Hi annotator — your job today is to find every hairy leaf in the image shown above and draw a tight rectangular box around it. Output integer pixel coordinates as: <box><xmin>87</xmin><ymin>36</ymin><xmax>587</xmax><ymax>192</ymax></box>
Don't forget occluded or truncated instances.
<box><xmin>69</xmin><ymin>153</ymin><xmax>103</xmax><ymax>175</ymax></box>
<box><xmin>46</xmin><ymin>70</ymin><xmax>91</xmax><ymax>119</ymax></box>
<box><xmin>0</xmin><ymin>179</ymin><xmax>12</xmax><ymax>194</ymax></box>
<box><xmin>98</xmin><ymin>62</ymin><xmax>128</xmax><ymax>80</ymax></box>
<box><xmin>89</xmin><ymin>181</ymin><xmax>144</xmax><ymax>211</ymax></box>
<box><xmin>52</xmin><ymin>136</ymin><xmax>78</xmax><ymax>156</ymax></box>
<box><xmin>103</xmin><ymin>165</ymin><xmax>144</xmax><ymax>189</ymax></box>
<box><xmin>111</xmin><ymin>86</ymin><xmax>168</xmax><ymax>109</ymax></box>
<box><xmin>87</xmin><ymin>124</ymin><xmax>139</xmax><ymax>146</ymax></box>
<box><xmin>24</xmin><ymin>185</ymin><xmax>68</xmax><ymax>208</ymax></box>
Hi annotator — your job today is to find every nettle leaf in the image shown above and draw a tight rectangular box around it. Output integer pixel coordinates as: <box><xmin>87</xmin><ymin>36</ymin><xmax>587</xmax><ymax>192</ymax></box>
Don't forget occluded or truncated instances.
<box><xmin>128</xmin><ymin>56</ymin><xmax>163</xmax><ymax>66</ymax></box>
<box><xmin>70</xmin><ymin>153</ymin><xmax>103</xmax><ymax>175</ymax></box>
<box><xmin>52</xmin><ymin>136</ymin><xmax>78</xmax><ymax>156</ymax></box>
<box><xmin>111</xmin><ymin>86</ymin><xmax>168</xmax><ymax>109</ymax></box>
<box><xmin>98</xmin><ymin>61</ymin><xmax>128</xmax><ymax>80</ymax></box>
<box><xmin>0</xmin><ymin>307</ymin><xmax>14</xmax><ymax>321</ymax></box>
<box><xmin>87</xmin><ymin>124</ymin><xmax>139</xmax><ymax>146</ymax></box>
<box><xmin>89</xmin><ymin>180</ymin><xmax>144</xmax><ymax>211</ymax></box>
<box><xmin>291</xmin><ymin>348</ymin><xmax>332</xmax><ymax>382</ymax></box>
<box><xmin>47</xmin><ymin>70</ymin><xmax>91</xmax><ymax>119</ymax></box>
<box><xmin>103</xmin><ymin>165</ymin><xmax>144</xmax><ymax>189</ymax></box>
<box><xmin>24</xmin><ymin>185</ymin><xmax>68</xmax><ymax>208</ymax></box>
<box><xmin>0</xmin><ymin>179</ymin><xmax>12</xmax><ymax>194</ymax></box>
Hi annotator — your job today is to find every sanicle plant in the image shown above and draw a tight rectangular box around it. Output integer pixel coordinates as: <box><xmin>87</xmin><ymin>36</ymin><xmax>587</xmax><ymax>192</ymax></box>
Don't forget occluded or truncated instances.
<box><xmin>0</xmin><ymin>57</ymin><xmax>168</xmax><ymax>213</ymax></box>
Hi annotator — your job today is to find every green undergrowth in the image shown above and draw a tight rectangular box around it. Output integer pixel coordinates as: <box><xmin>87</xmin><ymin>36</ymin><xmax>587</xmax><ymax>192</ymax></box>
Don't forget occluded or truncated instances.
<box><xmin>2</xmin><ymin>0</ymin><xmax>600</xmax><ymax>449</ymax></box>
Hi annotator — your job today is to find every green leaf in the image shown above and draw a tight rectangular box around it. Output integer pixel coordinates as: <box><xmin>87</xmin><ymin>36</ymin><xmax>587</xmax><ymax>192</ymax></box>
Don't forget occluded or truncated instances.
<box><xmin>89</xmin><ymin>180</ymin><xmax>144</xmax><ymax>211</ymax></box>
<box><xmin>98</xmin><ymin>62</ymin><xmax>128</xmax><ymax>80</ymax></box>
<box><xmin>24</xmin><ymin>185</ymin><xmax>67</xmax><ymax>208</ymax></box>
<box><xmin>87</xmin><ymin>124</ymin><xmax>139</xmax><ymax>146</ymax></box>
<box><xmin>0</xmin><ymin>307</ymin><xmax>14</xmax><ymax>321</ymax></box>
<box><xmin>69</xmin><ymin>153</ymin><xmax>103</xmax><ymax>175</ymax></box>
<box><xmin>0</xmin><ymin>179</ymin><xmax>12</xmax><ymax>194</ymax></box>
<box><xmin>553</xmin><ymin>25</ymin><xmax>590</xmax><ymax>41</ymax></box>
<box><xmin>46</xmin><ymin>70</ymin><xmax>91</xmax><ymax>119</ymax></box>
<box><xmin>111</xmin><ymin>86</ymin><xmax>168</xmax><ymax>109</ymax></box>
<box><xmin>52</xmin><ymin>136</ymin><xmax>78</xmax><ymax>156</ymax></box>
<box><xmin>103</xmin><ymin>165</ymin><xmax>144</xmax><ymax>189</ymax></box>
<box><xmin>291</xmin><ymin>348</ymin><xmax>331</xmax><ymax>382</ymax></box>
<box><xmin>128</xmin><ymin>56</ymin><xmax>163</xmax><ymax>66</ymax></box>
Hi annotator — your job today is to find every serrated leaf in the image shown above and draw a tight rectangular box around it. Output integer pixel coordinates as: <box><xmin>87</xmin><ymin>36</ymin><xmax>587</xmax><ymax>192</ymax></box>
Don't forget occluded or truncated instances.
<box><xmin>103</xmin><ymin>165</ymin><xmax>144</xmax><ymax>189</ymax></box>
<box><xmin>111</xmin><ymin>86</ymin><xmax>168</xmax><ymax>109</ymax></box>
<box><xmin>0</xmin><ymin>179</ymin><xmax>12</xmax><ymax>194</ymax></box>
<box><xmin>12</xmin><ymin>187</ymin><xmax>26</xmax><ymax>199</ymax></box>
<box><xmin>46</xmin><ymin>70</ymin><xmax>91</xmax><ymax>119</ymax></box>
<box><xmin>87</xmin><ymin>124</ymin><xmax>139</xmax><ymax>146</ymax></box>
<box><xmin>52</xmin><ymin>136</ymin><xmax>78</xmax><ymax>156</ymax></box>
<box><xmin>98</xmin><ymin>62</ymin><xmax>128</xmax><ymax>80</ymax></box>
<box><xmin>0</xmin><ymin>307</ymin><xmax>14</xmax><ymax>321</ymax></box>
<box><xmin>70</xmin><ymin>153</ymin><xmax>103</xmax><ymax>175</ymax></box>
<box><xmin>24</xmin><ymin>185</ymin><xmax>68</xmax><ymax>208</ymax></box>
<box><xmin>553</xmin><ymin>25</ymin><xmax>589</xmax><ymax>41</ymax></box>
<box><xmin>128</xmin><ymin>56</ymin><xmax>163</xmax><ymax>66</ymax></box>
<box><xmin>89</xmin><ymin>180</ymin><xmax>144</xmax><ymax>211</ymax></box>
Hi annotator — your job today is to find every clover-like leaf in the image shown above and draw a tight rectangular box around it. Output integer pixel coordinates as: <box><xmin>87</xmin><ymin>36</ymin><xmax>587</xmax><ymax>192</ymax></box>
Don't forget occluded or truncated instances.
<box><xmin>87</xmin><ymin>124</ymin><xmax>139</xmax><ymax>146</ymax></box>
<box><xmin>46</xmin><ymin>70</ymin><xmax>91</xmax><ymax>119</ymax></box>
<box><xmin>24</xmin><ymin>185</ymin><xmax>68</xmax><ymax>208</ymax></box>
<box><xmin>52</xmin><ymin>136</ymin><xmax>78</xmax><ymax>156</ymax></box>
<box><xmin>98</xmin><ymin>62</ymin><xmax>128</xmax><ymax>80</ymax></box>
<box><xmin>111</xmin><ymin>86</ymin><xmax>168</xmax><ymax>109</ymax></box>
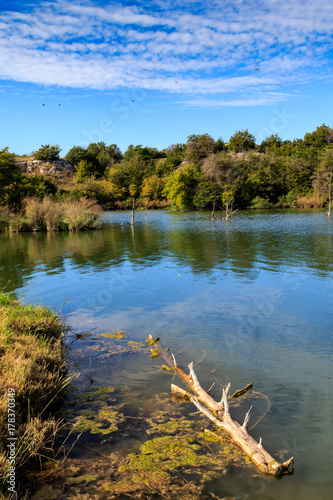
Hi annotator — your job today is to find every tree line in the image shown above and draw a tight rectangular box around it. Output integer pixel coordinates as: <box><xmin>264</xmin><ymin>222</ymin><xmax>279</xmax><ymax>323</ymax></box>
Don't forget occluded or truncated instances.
<box><xmin>1</xmin><ymin>125</ymin><xmax>333</xmax><ymax>216</ymax></box>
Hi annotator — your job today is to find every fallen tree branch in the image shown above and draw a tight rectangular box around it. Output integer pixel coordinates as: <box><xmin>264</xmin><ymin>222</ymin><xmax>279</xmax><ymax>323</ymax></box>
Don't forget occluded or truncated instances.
<box><xmin>147</xmin><ymin>336</ymin><xmax>294</xmax><ymax>477</ymax></box>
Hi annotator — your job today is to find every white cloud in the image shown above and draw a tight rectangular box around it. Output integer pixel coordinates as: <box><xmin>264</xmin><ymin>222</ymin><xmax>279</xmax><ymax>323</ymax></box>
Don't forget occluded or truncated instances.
<box><xmin>0</xmin><ymin>0</ymin><xmax>332</xmax><ymax>105</ymax></box>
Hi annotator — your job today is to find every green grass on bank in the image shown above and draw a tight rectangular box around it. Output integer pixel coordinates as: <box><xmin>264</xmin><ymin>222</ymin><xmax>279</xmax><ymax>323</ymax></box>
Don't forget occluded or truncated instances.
<box><xmin>0</xmin><ymin>293</ymin><xmax>71</xmax><ymax>495</ymax></box>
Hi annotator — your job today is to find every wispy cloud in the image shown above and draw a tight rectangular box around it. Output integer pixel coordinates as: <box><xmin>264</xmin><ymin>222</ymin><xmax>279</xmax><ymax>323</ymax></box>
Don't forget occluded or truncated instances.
<box><xmin>0</xmin><ymin>0</ymin><xmax>332</xmax><ymax>105</ymax></box>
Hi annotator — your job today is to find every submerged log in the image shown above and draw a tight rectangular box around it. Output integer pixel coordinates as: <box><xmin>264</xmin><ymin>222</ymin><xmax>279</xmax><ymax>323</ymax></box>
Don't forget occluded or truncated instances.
<box><xmin>148</xmin><ymin>336</ymin><xmax>294</xmax><ymax>477</ymax></box>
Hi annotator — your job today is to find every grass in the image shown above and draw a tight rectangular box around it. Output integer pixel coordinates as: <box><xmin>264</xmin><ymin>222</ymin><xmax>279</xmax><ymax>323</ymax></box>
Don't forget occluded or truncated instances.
<box><xmin>0</xmin><ymin>197</ymin><xmax>102</xmax><ymax>233</ymax></box>
<box><xmin>0</xmin><ymin>293</ymin><xmax>71</xmax><ymax>495</ymax></box>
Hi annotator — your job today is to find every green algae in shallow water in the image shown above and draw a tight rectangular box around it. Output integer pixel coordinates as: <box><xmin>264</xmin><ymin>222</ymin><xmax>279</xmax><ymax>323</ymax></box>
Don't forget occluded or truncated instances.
<box><xmin>75</xmin><ymin>405</ymin><xmax>124</xmax><ymax>435</ymax></box>
<box><xmin>31</xmin><ymin>484</ymin><xmax>62</xmax><ymax>500</ymax></box>
<box><xmin>147</xmin><ymin>417</ymin><xmax>193</xmax><ymax>435</ymax></box>
<box><xmin>97</xmin><ymin>331</ymin><xmax>126</xmax><ymax>339</ymax></box>
<box><xmin>67</xmin><ymin>474</ymin><xmax>97</xmax><ymax>485</ymax></box>
<box><xmin>77</xmin><ymin>385</ymin><xmax>116</xmax><ymax>402</ymax></box>
<box><xmin>28</xmin><ymin>410</ymin><xmax>248</xmax><ymax>500</ymax></box>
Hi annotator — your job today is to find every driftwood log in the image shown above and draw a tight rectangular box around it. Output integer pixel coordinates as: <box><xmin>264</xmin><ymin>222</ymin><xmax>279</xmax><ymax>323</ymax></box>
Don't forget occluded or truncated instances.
<box><xmin>148</xmin><ymin>336</ymin><xmax>294</xmax><ymax>477</ymax></box>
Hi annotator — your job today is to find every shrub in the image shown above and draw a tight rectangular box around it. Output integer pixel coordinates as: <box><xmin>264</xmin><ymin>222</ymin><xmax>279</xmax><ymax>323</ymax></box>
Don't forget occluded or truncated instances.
<box><xmin>276</xmin><ymin>192</ymin><xmax>298</xmax><ymax>208</ymax></box>
<box><xmin>62</xmin><ymin>198</ymin><xmax>101</xmax><ymax>230</ymax></box>
<box><xmin>250</xmin><ymin>196</ymin><xmax>275</xmax><ymax>209</ymax></box>
<box><xmin>297</xmin><ymin>193</ymin><xmax>323</xmax><ymax>208</ymax></box>
<box><xmin>42</xmin><ymin>198</ymin><xmax>65</xmax><ymax>231</ymax></box>
<box><xmin>24</xmin><ymin>198</ymin><xmax>47</xmax><ymax>230</ymax></box>
<box><xmin>0</xmin><ymin>206</ymin><xmax>9</xmax><ymax>231</ymax></box>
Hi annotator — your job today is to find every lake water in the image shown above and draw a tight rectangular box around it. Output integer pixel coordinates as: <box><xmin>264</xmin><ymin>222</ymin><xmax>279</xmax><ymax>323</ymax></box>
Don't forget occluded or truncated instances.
<box><xmin>1</xmin><ymin>210</ymin><xmax>332</xmax><ymax>499</ymax></box>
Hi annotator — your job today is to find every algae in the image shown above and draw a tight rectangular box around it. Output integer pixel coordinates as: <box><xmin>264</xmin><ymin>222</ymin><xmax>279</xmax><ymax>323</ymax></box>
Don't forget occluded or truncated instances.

================================

(WHAT YOU HAVE TO DO) Counting only the lines that include "cloud", state how many there are in the entries, and nothing else.

(EXPECTED ANSWER) 2